## Record set
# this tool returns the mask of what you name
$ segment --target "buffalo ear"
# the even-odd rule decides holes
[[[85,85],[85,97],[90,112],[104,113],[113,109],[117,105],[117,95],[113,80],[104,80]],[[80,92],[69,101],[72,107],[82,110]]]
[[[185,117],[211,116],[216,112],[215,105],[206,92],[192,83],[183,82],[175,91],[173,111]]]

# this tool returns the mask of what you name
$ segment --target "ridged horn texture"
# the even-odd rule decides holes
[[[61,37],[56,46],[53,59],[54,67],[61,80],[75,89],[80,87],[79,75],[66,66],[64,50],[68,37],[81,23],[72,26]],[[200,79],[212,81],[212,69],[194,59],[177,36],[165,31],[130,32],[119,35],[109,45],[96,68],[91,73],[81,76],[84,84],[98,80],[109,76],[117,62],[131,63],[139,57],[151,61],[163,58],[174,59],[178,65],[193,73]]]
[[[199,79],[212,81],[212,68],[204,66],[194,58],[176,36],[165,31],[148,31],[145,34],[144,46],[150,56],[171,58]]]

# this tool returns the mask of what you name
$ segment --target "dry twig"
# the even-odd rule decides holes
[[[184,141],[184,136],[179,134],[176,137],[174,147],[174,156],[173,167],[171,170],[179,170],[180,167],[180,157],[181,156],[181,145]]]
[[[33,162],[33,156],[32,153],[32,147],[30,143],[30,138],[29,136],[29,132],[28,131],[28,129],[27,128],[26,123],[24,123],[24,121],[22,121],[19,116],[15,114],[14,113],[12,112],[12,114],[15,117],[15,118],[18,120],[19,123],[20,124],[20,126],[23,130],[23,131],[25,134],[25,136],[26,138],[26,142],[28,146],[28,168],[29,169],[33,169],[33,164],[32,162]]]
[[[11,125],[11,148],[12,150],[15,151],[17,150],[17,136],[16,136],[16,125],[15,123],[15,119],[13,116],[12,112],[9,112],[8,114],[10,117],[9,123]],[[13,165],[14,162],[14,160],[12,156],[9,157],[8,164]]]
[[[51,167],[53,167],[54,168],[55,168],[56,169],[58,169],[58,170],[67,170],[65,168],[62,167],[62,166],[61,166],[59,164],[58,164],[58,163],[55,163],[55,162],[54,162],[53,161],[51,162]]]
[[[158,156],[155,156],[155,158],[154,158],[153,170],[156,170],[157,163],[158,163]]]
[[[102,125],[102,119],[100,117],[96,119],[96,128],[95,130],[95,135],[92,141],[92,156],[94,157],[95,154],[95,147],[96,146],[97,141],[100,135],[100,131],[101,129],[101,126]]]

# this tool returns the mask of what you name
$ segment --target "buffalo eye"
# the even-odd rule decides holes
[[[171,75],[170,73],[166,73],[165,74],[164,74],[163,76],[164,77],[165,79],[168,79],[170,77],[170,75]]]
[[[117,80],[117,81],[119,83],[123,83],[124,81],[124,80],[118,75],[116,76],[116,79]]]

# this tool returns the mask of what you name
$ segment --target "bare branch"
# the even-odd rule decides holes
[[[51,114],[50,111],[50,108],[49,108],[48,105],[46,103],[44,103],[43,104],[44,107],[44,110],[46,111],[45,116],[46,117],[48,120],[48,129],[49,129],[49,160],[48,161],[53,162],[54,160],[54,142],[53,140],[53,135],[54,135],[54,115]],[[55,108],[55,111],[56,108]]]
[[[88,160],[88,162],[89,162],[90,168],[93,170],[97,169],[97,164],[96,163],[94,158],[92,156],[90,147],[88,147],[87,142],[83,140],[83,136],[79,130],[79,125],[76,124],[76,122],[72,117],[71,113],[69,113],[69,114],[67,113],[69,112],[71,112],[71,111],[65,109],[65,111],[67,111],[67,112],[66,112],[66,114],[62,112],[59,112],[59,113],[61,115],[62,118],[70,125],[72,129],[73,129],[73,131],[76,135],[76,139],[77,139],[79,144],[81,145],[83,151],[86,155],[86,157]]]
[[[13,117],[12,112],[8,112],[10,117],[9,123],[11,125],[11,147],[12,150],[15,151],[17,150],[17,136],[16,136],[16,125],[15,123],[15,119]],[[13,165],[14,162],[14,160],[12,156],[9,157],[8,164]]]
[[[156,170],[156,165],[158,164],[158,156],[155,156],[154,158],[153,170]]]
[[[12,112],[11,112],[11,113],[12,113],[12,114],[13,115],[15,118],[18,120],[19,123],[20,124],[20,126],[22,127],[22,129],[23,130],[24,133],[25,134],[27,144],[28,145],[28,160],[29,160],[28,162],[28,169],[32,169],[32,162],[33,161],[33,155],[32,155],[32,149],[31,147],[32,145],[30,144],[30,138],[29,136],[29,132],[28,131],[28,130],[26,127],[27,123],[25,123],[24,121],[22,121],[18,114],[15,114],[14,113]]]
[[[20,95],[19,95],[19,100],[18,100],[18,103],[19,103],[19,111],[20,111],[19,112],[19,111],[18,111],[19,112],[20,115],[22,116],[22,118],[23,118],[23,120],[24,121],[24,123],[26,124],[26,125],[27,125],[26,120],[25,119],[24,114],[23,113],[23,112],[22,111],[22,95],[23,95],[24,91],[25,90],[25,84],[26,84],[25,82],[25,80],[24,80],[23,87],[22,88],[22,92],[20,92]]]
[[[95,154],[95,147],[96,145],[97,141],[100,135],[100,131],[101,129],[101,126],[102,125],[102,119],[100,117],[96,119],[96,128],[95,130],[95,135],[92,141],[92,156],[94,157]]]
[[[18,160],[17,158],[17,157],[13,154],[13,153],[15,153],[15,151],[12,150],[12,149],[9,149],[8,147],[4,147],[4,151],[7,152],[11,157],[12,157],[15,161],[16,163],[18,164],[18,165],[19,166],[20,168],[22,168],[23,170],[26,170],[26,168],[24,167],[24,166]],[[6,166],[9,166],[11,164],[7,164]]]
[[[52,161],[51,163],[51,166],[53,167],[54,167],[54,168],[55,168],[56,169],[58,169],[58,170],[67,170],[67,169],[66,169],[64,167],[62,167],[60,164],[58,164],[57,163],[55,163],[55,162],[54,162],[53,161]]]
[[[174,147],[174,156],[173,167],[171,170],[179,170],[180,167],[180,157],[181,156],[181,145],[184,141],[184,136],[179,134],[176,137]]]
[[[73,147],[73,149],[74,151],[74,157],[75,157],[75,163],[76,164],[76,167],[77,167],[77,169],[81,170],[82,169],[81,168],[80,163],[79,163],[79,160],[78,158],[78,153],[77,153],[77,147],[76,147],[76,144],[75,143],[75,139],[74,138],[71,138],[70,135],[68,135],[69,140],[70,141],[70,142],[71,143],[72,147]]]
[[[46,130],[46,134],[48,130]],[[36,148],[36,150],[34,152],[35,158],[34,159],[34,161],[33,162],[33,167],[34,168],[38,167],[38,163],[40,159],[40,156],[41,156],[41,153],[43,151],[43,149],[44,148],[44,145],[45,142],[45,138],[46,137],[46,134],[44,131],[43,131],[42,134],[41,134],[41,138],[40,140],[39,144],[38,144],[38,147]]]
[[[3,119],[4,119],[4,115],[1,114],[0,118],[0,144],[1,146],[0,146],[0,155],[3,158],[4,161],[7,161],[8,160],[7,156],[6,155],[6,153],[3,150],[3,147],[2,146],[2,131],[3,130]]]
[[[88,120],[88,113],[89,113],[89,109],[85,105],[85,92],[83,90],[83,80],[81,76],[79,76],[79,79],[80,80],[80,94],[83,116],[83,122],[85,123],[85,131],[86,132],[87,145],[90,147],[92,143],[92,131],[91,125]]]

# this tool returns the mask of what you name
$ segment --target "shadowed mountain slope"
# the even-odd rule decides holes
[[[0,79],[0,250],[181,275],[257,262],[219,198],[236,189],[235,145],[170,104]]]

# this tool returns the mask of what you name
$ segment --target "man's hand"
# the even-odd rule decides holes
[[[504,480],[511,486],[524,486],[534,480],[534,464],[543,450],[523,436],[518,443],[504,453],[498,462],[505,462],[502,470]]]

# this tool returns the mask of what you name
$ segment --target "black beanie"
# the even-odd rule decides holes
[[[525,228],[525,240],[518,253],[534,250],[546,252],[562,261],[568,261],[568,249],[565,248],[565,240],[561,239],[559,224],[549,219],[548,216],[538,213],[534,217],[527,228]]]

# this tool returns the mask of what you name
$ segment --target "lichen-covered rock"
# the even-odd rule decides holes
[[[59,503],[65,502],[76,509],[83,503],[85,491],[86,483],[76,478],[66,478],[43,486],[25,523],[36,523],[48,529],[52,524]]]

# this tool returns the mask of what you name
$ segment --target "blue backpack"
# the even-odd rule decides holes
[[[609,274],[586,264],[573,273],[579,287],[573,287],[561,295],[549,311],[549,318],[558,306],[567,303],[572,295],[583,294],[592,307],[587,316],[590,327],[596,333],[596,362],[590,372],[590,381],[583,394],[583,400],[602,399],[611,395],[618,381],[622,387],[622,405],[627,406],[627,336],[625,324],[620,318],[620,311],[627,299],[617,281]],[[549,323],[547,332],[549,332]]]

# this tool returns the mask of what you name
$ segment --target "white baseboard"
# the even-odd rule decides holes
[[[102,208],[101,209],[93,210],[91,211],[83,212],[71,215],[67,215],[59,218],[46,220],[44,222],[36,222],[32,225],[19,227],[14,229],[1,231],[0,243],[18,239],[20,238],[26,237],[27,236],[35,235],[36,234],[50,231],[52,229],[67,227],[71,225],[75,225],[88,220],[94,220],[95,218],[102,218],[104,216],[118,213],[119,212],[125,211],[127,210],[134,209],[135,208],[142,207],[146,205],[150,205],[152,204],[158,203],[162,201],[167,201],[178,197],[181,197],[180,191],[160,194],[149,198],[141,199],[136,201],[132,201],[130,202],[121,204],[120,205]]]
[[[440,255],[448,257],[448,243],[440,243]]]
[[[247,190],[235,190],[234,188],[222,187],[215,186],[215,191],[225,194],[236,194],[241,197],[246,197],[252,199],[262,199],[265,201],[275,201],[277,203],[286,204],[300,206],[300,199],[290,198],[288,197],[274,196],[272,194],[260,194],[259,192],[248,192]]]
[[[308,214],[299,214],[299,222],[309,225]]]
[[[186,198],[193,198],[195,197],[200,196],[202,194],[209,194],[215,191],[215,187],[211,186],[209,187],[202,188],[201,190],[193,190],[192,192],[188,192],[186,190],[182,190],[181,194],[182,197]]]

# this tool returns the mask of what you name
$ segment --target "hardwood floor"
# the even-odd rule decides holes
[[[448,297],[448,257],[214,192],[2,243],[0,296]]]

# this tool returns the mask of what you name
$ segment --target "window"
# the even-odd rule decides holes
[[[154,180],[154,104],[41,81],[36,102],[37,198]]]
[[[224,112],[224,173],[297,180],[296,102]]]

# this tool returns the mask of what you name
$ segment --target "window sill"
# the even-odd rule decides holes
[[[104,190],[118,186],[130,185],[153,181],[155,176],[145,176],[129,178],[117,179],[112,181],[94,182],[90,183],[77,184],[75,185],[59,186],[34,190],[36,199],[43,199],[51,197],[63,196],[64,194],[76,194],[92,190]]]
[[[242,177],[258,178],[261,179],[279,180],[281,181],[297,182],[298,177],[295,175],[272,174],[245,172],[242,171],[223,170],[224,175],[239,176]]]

## Prompt
Report every line of the entries above that holds the word "window", copying each one in full.

## Completed task
$ segment --target "window"
$ segment --target "window sill"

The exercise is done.